(Problem to solve): Please restate word for word, and with nothing added, the lines that run from the one holding "From the image above, could you locate the blue" to the end of the entries below.

(Record extracts):
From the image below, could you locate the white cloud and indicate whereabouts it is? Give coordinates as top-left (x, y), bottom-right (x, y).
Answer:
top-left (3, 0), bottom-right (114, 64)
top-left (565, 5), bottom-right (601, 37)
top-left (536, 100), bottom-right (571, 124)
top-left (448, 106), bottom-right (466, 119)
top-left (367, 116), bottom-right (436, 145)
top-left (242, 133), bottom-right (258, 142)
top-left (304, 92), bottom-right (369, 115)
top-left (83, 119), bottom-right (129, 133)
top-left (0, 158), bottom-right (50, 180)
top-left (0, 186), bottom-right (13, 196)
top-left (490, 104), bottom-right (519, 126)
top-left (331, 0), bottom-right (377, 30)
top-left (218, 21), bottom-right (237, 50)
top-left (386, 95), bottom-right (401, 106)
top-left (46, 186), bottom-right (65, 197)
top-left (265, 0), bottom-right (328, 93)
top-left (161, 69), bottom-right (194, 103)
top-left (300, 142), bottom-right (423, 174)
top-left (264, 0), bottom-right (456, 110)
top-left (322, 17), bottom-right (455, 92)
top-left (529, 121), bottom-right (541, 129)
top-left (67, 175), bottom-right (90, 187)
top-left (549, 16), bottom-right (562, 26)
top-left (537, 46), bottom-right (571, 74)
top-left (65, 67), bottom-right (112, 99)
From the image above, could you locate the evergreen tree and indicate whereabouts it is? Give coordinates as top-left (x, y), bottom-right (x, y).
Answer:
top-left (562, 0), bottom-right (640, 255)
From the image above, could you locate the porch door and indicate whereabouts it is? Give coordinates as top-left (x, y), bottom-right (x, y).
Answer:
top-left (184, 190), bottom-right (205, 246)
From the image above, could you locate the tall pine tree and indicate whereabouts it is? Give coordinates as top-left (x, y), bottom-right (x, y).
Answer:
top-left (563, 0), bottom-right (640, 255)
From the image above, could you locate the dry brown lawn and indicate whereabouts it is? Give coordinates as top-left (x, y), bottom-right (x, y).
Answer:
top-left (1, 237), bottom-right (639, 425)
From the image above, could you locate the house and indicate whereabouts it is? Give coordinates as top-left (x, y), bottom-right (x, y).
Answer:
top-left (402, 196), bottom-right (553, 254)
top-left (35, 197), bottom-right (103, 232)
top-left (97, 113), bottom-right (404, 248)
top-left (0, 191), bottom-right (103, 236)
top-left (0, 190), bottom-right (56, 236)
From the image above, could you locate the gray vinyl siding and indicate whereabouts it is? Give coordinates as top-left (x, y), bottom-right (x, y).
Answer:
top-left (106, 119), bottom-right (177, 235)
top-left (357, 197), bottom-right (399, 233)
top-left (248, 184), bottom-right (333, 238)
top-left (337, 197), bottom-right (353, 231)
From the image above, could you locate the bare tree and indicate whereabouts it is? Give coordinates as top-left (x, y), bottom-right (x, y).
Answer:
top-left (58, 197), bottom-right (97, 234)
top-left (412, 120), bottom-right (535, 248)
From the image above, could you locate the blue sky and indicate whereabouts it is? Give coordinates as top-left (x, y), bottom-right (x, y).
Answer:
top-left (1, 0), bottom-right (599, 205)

(Worked solution):
From the image above, could you locate the blue sky and indicate whereabouts it is? Give coordinates as top-left (x, y), bottom-right (x, y).
Answer:
top-left (1, 0), bottom-right (599, 205)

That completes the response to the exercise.